## Task requirements
Read the podcast description and decide whether each statement agrees with it: (a) Each episode runs about ten minutes. (b) The host holds a doctorate. (c) In most organizations the key expectations are put in writing. Answer yes or no for each, quoting the words from the description that settle it.

## Passage to read
-- START --

The Unwritten Manual
The Unwritten Manual is a podcast about the secret playbook behind how work really gets done — the stuff no one tells you but everyone expects you to know. Forget corporate jargon; each ten‑minute episode unpacks the unspoken rules, habits, and hierarchies that truly drive the workplace.
In most organizations, the most important expectations are never written down. You’re just supposed to know — when to speak up, when to stay quiet, how decisions really get made, and which signals matter most. When those invisible rules stay unspoken, misunderstandings grow, ideas get missed, and capable people can find themselves stuck or overlooked.
Sara, host of The Unwritten Manual, is a trainer and instructional designer who’s spent her career helping teams learn, lead, and actually connect. With master’s degrees in organizational communication and instructional design, she blends research, real‑world experience, and a storyteller’s sense of empathy to make sense of why work feels the way it does — and how to make it work better.

-- END --

Raw records:
-- START --

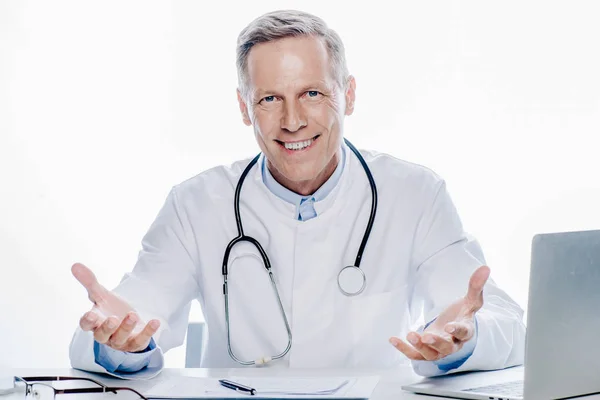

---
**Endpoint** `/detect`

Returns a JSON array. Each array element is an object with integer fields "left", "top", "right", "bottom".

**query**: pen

[{"left": 219, "top": 379, "right": 256, "bottom": 395}]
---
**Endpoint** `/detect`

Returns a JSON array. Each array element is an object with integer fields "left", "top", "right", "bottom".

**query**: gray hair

[{"left": 236, "top": 10, "right": 348, "bottom": 97}]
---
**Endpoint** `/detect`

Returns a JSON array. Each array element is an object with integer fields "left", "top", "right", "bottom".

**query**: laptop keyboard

[{"left": 462, "top": 380, "right": 523, "bottom": 398}]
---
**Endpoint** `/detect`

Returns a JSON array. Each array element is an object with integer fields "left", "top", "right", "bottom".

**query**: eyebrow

[{"left": 252, "top": 81, "right": 331, "bottom": 99}]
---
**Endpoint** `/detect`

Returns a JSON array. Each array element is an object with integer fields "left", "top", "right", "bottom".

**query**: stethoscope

[{"left": 223, "top": 139, "right": 377, "bottom": 365}]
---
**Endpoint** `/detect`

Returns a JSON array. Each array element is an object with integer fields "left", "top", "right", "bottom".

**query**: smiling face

[{"left": 238, "top": 36, "right": 355, "bottom": 195}]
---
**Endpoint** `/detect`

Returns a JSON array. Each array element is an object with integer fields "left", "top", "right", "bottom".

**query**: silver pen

[{"left": 219, "top": 379, "right": 256, "bottom": 396}]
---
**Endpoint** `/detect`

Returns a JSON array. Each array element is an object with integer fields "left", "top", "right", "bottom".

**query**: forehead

[{"left": 248, "top": 36, "right": 333, "bottom": 90}]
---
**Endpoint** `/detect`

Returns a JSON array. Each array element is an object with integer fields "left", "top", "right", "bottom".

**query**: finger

[
  {"left": 406, "top": 332, "right": 440, "bottom": 361},
  {"left": 421, "top": 333, "right": 456, "bottom": 357},
  {"left": 466, "top": 265, "right": 490, "bottom": 313},
  {"left": 390, "top": 337, "right": 425, "bottom": 360},
  {"left": 94, "top": 317, "right": 119, "bottom": 344},
  {"left": 125, "top": 319, "right": 160, "bottom": 352},
  {"left": 79, "top": 311, "right": 104, "bottom": 331},
  {"left": 108, "top": 312, "right": 139, "bottom": 348},
  {"left": 71, "top": 263, "right": 107, "bottom": 303},
  {"left": 444, "top": 321, "right": 475, "bottom": 342}
]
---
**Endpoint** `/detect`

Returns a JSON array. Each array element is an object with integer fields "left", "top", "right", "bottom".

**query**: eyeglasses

[{"left": 15, "top": 376, "right": 148, "bottom": 400}]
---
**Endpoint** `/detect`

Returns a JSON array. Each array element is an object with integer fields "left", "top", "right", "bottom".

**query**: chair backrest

[{"left": 185, "top": 322, "right": 206, "bottom": 368}]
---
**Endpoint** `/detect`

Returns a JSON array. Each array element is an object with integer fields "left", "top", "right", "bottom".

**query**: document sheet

[{"left": 144, "top": 376, "right": 379, "bottom": 399}]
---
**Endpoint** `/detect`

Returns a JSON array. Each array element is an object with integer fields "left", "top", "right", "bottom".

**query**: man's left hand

[{"left": 390, "top": 266, "right": 490, "bottom": 361}]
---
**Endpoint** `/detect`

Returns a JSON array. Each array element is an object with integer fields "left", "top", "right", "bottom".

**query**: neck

[{"left": 267, "top": 148, "right": 342, "bottom": 196}]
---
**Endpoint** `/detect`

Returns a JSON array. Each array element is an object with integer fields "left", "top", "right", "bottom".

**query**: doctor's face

[{"left": 238, "top": 36, "right": 355, "bottom": 194}]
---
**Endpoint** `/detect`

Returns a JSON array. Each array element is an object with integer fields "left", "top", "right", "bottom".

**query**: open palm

[
  {"left": 390, "top": 266, "right": 490, "bottom": 361},
  {"left": 71, "top": 264, "right": 160, "bottom": 352}
]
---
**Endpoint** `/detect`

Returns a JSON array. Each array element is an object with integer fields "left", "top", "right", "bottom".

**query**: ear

-- END --

## Complete response
(a) Yes: "each ten‑minute episode unpacks the unspoken rules, habits, and hierarchies that truly drive the workplace."
(b) No: "With master’s degrees in organizational communication and instructional design"
(c) No: "In most organizations, the most important expectations are never written down."